§ **Selection**:
Friday, October 30, 2015

The Fisherfolk of Bantayan Island, Cebu


Sunrise commits itself to a cyclical responsibility for the world to see. 

Every early morning, its soft lights knife through thatched-roof homes of slumbering heads, gagged mouths, and motionless bodies, leaving no dust in a spectrum unmasked. Sunrise is the culmination of the death of night and the first sign of the birth of day, where two long-rivaling ends meet. It is a predictable phenomenon, which could mean many things to a billion different people. It could mean just another monotonous day for the uninspired, another dreaded day for the burned-out rat, another sunny day for the optimist. Or another sweat-it-all-out day for the hard worker who has mouths to feed.

In Santa Fe, one of only three municipalities on Bantayan Island, sunrise means another day to possess and thank the gifts of water. Unsurprisingly, as being islander locals, a lot of whom are fishermen. As early as five in the pastel-colored morning, fishermen end their fishing in deep waters. In a fascinating manner, they return and help each other by carrying ashore a banca (outrigger) in cadence, which goes to show the spirit of bayanihan (cooperation) still truly lives on. The toiling fisherfolk bring their past-midnight haul of bolinao (anchovies) to their anxious wives and drowsy children, where each member correspondingly untangles the fish out from the fishing net and puts them in a pail or bucket.

Apart from finding their fresh catch straight in wet markets, they also sell them as buwad (dried fish) prepared by themselves.

It is not uncommon to see fishing as a family affair on the resource-rich island.

Monday, October 26, 2015

San Juanico: Emerald and Crimson


Five years passed before I could return, and it meant repeating myself trying to cross over San Juanico bridge riding on seismic waves left by vehicles, big and small, zooming by.

The first was a huge letdown when I later realized coursing through the full span of the iconic structure was water and sun to a plant. I did half-step. It was in 2010, a futile attempt at smuggling myself into the provincial border of Leyte and Samar. I had to leave Leyte for Samar that day, even for just a short while, like a commuter on some hurried lunch break, yet on foot. That was the bravado of the then-youngish, amateur traveler.

§ **Given exercise 1**:
According to the travel blog, how early in the morning do the Santa Fe fishermen end their fishing in deep waters?

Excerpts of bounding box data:
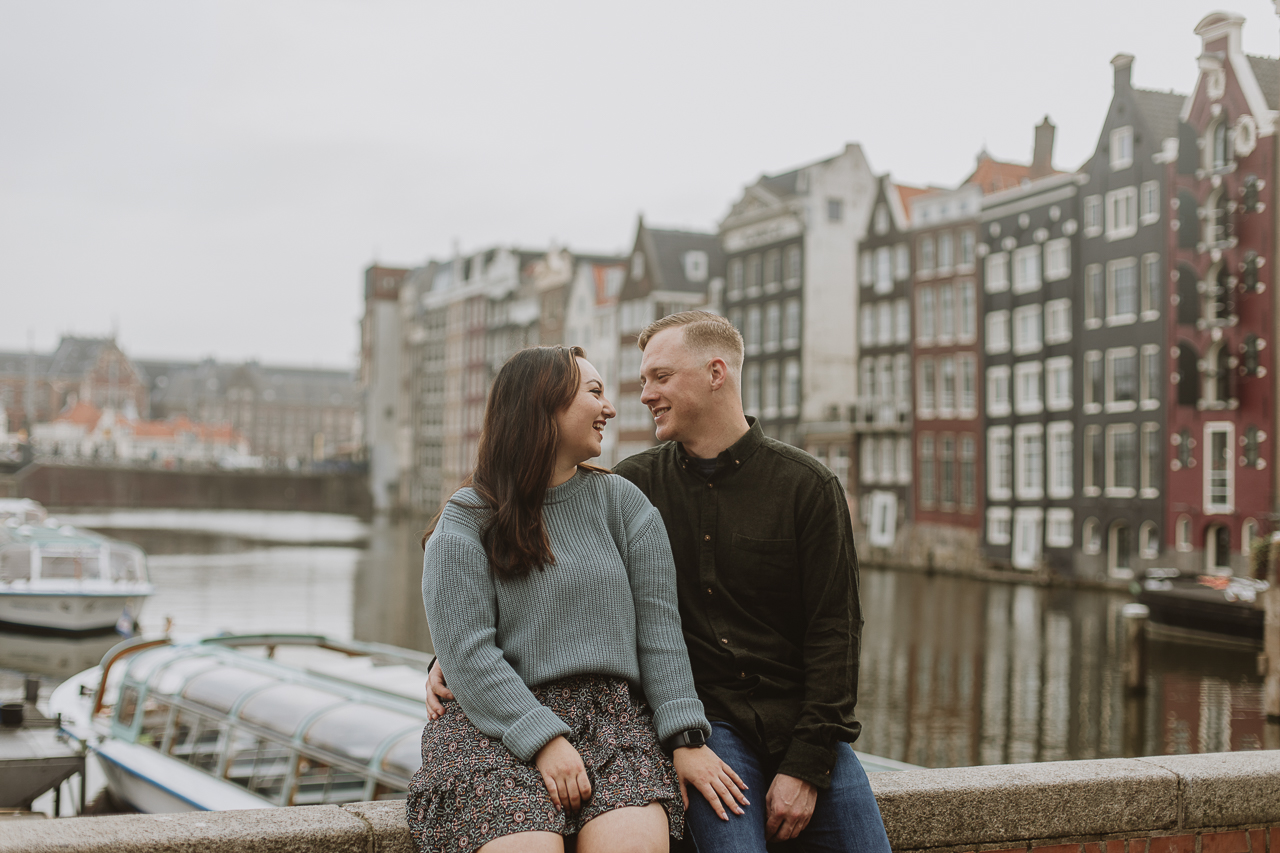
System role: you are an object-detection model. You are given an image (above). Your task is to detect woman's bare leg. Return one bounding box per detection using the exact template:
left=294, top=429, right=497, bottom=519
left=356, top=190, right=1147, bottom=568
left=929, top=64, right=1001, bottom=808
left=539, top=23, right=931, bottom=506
left=476, top=833, right=564, bottom=853
left=577, top=803, right=671, bottom=853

§ **Given exercise 2**:
Copy the listing from its start down to the line containing "left=294, top=429, right=497, bottom=519", including both ends and omitting any pictures.

§ **Expected answer 1**:
As early as five in the morning.

§ **Expected answer 2**:
System role: you are an object-detection model. You are given an image (above). Your task is to detect woman's bare leg. Return one bounding box per detection using the exact template:
left=294, top=429, right=497, bottom=519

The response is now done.